> **Text provided**:
━━━━
Following a trial that included disturbing 911 recordings and evidence, as well as emotional testimony from the surviving victim, prosecutors have secured a guilty verdict in the trial of Ronnie Oneal III.
After deliberating for four-and-a-half hours, the 12-member jury found Oneal guilty as charged on all seven counts: two counts of first-degree murder, one count of attempted first-degree murder, two counts of aggravated child abuse, as well as one count each of arson and resisting a law enforcement officer without violence.
“These murders are among the most cruel and vicious our community has ever seen. Sitting in the courtroom with the victims’ family, hearing a mother’s screams, seeing the horrific pictures of her daughter—it’s hard to fathom how someone can do something so barbaric. His punishment—his life—now sits with a jury of his peers, as it should,” Hillsborough State Attorney Andrew Warren said.
Investigators found that Oneal shot and beat the mother of his children to death with a shotgun, picked up a hatchet and attacked and killed their 9-year-old daughter, and then used a kitchen knife to slash and stab their 8-year-old son.
Oneal then attempted to set fire to the house; his daughter’s body; and his son, who was still alive. Oneal’s son managed to escape with his life and testified remotely during the trial while receiving ongoing support and counseling from experts in pediatric mental health. Since the incident on March 18, 2018, Oneal’s son has been adopted by a Hillsborough County Sheriff’s Office detective. The detective had limited involvement in this case.
━━━━
> **Supplied information**:
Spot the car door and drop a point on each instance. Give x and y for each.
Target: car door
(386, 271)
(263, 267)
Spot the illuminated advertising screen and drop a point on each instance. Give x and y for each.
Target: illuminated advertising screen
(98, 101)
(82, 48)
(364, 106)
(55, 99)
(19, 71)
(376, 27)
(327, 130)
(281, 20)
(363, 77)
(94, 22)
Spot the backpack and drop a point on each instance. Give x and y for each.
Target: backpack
━━━━
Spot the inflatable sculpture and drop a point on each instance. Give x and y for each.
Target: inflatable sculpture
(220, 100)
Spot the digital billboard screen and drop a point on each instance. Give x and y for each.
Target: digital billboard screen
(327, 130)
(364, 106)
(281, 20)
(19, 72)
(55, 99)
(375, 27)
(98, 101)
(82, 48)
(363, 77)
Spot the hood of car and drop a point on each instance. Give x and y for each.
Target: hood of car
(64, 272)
━━━━
> **Work to complete**:
Return the passage of the text on the Oneal verdict starting with "After deliberating for" and going on through "officer without violence.", copied exactly. The records come from a source unrelated to the text.

> **Solution for this problem**:
After deliberating for four-and-a-half hours, the 12-member jury found Oneal guilty as charged on all seven counts: two counts of first-degree murder, one count of attempted first-degree murder, two counts of aggravated child abuse, as well as one count each of arson and resisting a law enforcement officer without violence.